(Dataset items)

════

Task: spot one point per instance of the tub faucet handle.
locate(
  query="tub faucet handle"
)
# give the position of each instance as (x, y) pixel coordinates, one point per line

════

In the records, locate each line holding the string "faucet" and copy it.

Task: spot one point per instance of the tub faucet handle.
  query="tub faucet handle"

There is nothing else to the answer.